=== EXERCISE OBJECTIVE ===
Quote each of the following records word for word, reproducing every line without alteration.

=== TASK DATA ===
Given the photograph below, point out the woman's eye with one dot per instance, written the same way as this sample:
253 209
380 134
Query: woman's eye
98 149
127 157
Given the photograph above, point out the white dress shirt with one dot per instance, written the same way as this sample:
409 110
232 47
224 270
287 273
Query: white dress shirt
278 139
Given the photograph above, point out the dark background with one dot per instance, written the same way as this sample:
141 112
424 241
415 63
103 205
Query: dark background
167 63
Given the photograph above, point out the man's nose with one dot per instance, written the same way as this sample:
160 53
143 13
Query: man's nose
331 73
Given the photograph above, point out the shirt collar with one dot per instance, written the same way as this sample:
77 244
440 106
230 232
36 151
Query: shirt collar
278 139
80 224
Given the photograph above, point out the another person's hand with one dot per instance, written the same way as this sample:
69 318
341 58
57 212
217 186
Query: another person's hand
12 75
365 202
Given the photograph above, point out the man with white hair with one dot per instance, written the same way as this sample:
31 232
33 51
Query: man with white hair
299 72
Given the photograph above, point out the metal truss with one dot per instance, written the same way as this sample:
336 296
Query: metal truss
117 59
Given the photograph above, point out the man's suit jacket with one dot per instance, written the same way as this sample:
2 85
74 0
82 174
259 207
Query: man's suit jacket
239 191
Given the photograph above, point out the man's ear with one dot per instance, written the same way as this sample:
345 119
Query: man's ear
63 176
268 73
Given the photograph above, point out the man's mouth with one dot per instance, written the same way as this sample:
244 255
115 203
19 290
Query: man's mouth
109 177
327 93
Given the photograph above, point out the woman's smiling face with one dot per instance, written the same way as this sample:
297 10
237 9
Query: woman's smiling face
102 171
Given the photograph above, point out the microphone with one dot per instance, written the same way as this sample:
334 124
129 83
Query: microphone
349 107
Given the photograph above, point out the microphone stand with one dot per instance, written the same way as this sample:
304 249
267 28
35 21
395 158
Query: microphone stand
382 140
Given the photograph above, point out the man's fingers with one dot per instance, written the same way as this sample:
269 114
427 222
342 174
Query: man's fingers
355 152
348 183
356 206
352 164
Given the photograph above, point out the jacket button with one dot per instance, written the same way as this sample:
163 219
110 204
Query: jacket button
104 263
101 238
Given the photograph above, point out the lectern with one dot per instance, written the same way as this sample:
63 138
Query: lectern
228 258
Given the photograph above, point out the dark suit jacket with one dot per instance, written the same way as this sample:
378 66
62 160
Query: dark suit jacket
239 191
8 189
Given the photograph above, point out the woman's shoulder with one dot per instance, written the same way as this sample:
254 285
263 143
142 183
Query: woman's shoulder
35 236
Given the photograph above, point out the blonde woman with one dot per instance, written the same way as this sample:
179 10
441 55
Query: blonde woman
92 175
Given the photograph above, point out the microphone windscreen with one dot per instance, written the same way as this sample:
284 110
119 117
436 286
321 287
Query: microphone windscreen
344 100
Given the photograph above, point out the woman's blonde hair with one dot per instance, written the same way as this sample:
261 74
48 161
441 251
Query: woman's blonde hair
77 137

=== WRITTEN RESPONSE ===
Given the photograph below, point out the woman's eye with one dot per instance, written the same way as this sample:
253 209
380 134
Query: woman's eye
98 149
127 157
Given the photograph above, point out the white dress shirt with one dot per instance, written the same way as this sample:
409 110
232 47
224 270
287 273
Query: white dress shirt
278 139
Given the photograph above, point out the dark background with one dot per instance, written the same way as this sample:
141 112
424 241
415 63
103 205
Query: dark background
167 63
Given the photograph above, point out the man's nose with one dot per instance, written the same way as this sample:
160 53
143 13
Query: man's nose
331 73
Given the photograph above, point out the shirt collar with one dot per instance, written the same way as this sample:
77 244
440 106
230 232
36 151
Query: shirt collar
278 139
80 224
Given the photograph above, point out the another person's hand with one dot per instance, written the same way as this sample:
69 318
341 58
57 212
217 186
Query: another person's hand
12 75
365 202
Given the photograph above, point out the man with white hair with one dot per instance, written the same way as this sample:
31 232
33 51
Query: man with white hair
299 72
Given the photograph above, point out the metal truss with one dot per instance, written the same way as this sample:
336 296
Query: metal truss
117 59
Given the photograph above, point out the man's suit jacket with one dot per instance, written the same way as this sample:
2 85
74 0
82 174
259 207
Query: man's suit jacket
239 191
Given the photograph above, point out the man's ear with one dot per instance, written the same way as this sample:
345 119
Query: man's ear
63 176
268 73
Given the photograph above, point out the man's mouth with one dot per instance, written the same way as this sample:
244 255
115 203
19 290
Query: man's mouth
109 177
327 93
Given the photograph above, point out the woman's smiling face with one dot per instance, written the same way as this sample:
297 10
237 9
Query: woman's smiling face
102 171
Given the photograph above, point out the microphone with one dot per instance, written the same way as this sample:
334 124
129 83
Query: microphone
349 107
Given the photograph above, point out the microphone stand with one dot per instance, written the same way as this sample:
304 249
267 28
35 21
395 158
Query: microphone stand
382 140
Given the photograph above, point out the man's fingers with one dot per instance, written the same way as this sample:
269 114
427 222
342 174
Query: man's fingers
355 152
348 183
356 206
352 164
Given the photograph above, point out the jacket button with one dot per instance, written the same way as this sample:
163 219
110 204
Query: jacket button
104 263
101 238
Given the photograph above, point out the lectern with one dot per instance, written the same way as this sample:
63 138
Query: lectern
228 258
Given the photograph above, point out the dark suit jacket with one dot per instance, written the same way as this sample:
378 66
62 160
Query: dark suit jacket
239 191
8 189
Given the photograph above, point out the woman's shoulder with one dot per instance, written the same way as this sample:
254 285
263 143
142 183
Query: woman's shoulder
35 236
Given the photograph above, point out the blonde woman with one dot per instance, written the same way as this sample:
179 10
441 55
Query: blonde woman
92 175
Given the photograph above, point out the microphone windscreen with one dot per instance, written the same way as this sample:
284 110
119 117
436 286
321 287
Query: microphone windscreen
344 100
Given the photograph above, point out the woman's blonde hair with one dot per instance, written the same way as this sample:
261 74
48 161
441 251
Query: woman's blonde hair
77 137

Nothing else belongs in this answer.